§ Document text
** START **

# Thinking about getting into reptiles later in the year.



## Ja'eh (Jan 8, 2007)

Title says it all except I'm not interested in snakes, I was thinking of somthing along the lines of a lizard, gecko or a cameleon.


----------



## Mettle (Dec 29, 2003)

Chameleon is out. They don't do well in glass tanks.

What are the dimensions of the tank?

Do you have a screen lid for it yet?

Do you want something you can handle or a display animal?


----------



## CLUSTER ONE (Aug 2, 2006)

Ja said:


> Title says it all except I'm not interested in snakes, I was thinking of somthing along the lines of a lizard, gecko or a cameleon.


first like mettle said chems need mesh for ventilation. What are your specifications for something?

i would go with a group of geckos or something like that. A dart frog vivarium would be sweet too, but may cost a bit more and take more time to make, but i nice one would be worth it.

Like arborial...
Frogs or anything other then reptiles?
Solo display or community?
dispay or handleable?
Agression?
Any problems with feeding insects?


----------



## sapir (Jun 20, 2008)

if youre willing to spend some cash, Nephrurus amyae a.k.a. rough knob tailed gecko ftw!!!


----------



## Scooby (Dec 25, 2003)

I've always thought Pacman frogs were gnarly! Give them a google


----------



## CLUSTER ONE (Aug 2, 2006)

** END **

§ What is asked
1 > Answer these questions about the reptile thread:
(a) Which animal does Mettle rule out, and for what reason?
(b) What common name does sapir give for Nephrurus amyae?
(c) What kind of frog does Scooby call gnarly?
2 > Count the lines in the entries that contain the word "rose", and reply with the number alone.

§ Record excerpts
** START **

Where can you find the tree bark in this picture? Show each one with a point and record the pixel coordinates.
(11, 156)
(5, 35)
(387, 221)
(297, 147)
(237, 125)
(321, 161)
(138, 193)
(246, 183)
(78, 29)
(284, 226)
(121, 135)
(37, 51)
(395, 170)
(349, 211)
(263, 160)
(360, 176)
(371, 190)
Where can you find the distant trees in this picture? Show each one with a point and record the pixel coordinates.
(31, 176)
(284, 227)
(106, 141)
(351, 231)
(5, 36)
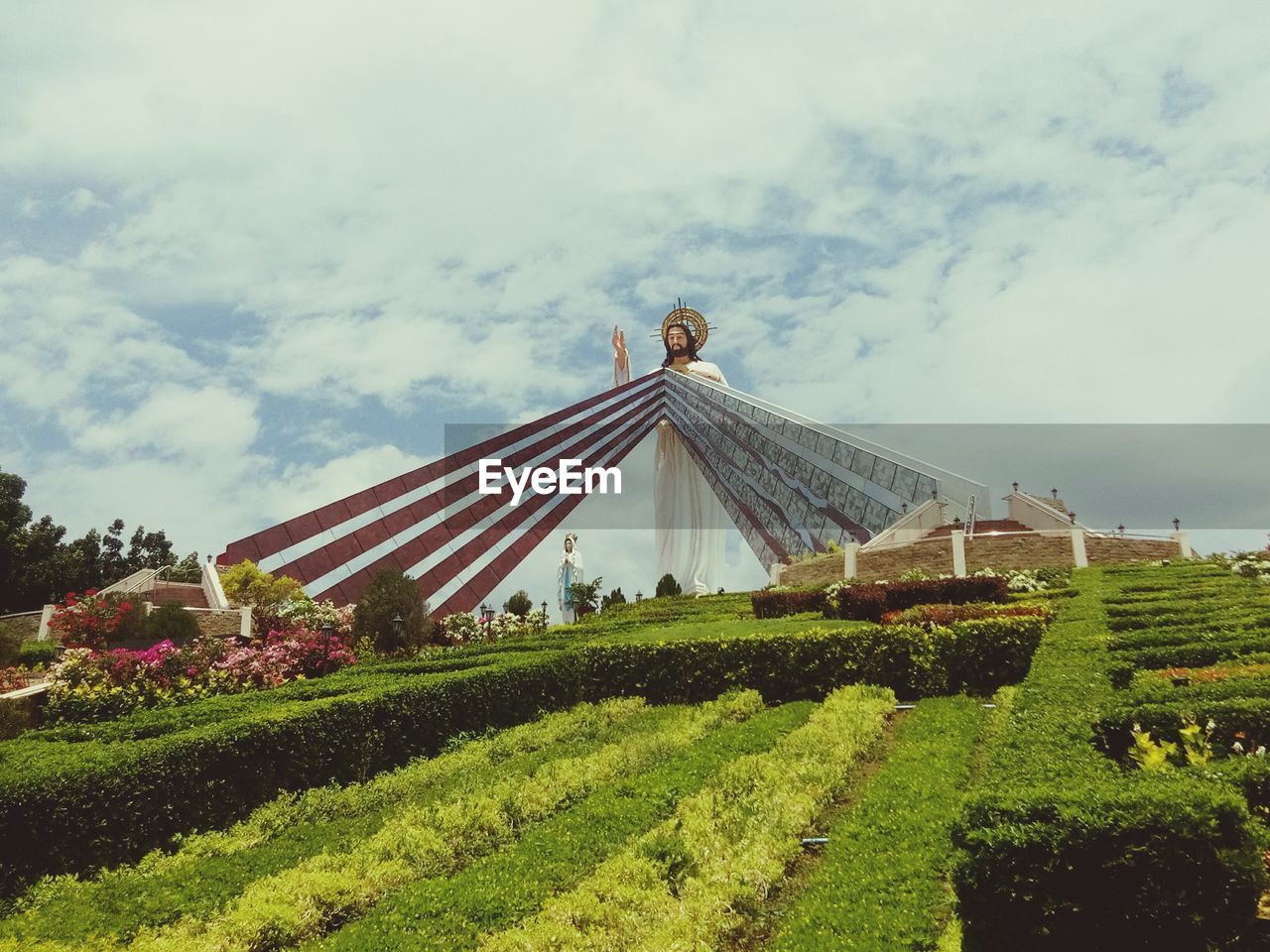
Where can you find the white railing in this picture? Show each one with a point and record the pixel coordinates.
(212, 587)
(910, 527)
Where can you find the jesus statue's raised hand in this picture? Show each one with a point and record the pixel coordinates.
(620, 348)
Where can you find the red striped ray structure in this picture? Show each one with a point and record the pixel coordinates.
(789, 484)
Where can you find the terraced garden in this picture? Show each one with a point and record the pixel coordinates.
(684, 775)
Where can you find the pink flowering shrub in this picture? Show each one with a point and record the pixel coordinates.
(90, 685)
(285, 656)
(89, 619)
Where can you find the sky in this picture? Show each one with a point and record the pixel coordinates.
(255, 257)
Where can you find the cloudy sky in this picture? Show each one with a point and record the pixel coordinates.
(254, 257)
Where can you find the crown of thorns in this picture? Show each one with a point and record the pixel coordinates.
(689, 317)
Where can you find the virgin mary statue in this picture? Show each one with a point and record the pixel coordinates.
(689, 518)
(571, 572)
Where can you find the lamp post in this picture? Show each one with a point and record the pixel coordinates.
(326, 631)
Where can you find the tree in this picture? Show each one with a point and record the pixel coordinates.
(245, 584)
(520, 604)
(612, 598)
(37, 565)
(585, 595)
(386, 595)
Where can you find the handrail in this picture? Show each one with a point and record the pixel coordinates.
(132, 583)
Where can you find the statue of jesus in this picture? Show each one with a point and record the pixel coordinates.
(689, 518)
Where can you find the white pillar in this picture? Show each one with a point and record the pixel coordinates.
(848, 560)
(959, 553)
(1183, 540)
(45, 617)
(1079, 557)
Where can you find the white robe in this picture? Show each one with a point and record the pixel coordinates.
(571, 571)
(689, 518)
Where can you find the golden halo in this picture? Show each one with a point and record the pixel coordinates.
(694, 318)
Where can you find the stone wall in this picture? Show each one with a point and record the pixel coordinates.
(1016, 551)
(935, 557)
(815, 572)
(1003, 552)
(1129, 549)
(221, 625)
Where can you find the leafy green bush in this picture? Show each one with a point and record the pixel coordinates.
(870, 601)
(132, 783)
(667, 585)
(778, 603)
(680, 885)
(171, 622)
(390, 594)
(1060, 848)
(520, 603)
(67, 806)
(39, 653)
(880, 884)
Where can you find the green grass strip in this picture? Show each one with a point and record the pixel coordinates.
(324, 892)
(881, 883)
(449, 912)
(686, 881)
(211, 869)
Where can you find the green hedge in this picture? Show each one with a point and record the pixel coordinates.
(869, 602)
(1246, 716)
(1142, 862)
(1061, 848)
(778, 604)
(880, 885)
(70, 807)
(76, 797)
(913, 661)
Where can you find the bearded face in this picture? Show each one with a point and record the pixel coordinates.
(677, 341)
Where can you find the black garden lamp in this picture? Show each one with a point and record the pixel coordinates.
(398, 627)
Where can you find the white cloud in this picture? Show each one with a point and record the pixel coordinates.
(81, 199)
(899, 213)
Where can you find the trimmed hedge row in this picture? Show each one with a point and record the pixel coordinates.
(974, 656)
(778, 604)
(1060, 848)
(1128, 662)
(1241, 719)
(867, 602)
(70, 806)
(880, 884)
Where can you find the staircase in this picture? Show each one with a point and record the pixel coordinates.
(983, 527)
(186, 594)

** END **
** START **

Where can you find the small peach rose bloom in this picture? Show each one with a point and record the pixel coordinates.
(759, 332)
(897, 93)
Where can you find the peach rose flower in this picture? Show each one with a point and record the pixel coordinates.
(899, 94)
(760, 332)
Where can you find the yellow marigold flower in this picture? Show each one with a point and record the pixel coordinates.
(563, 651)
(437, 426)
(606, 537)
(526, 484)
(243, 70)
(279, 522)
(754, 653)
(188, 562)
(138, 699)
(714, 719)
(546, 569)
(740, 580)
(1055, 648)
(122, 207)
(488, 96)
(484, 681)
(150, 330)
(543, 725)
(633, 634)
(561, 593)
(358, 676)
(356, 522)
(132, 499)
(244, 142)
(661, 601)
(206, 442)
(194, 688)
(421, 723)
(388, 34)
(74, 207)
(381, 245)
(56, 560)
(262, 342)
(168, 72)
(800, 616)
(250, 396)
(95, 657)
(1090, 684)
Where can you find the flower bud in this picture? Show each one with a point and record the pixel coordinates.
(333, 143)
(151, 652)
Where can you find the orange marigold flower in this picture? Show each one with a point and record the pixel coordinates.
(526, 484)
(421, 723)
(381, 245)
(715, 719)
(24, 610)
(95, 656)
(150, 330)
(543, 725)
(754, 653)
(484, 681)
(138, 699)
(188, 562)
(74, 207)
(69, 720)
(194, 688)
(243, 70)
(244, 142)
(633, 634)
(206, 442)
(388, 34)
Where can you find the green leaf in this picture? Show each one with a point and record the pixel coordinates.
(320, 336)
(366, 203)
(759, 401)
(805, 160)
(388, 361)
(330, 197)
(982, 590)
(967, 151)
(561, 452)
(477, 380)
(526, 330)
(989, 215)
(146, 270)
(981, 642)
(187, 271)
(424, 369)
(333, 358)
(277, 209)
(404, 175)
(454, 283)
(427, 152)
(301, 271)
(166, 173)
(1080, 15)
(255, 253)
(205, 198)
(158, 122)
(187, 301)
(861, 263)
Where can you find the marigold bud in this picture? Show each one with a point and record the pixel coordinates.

** END **

§ Answers
1 >
(a) Mettle rules out the chameleon because chameleons don't do well in glass tanks.
(b) Rough knob tailed gecko.
(c) Pacman frogs.

2 > 2